▸ DESCRIPTION OF THE TASK
Find each line below containing the word "Query" and copy it.

▸ GIVEN RECORDS
-----
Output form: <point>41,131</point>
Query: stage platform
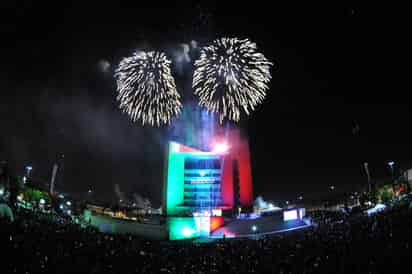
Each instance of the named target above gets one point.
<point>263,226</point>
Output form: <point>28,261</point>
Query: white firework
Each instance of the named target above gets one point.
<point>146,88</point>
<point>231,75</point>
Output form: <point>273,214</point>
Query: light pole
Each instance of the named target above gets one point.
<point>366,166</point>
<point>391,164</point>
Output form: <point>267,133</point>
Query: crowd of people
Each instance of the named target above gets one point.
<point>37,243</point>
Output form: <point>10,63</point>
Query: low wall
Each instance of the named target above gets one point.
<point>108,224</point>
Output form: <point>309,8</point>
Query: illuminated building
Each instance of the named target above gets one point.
-----
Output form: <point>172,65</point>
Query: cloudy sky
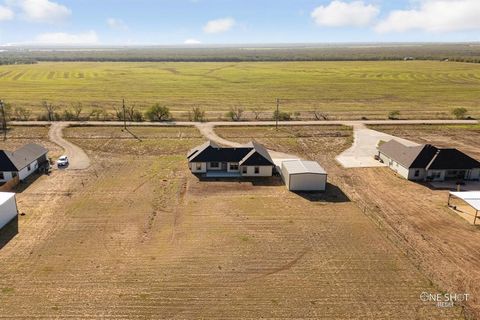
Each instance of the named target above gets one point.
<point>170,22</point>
-----
▸ ANSWER TO THIS PROBLEM
Query: stage platform
Query: white firework
Query: light pole
Query: crowd of people
Query: low wall
Query: illuminated building
Query: cloudy sky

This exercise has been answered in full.